▶ Work to do
From the records below, pull out every line that contains the string "suit", with uppercase and lowercase treated as different.
|---|
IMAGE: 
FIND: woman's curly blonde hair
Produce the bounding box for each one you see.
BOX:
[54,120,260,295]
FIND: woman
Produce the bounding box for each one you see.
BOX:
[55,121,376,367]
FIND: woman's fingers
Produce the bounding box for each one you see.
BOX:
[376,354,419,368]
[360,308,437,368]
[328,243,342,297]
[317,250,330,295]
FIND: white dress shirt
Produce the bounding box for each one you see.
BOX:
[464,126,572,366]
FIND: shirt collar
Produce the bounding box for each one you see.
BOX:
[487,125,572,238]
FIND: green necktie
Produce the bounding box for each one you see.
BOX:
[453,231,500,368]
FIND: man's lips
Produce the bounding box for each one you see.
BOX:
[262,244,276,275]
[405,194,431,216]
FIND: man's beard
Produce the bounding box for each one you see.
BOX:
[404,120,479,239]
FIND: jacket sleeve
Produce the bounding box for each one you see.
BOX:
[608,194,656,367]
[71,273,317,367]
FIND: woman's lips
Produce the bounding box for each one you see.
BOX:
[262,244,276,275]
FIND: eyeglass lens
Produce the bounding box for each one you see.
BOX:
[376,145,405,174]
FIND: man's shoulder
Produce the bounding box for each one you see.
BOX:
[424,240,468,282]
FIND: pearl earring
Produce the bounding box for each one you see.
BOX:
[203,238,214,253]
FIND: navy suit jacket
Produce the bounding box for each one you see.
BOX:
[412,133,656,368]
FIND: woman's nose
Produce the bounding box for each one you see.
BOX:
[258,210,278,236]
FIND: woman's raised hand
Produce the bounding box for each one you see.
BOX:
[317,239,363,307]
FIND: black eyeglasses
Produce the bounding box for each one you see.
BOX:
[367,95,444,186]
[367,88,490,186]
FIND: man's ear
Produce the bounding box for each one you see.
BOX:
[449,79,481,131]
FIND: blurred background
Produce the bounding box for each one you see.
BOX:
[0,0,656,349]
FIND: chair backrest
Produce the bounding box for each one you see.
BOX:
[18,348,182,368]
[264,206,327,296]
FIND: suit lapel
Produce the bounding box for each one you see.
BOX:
|---|
▶ Result for this task
FIND: navy suit jacket
FIND: suit lapel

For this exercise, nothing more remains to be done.